▶ DATA SHOWN:
● ● ● ● ●

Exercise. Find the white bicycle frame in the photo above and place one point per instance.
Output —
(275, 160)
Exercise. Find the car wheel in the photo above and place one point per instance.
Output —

● ● ● ● ●

Put the records above into a Markdown table with two columns, Row and Record. Give each non-blank line its own row with its row number.

| Row | Record |
|---|---|
| 1 | Exercise. Find the white bicycle frame in the photo above and place one point per instance. |
| 2 | Output — |
| 3 | (275, 160) |
| 4 | Exercise. Find the car wheel in the photo above and place one point per instance. |
| 5 | Output — |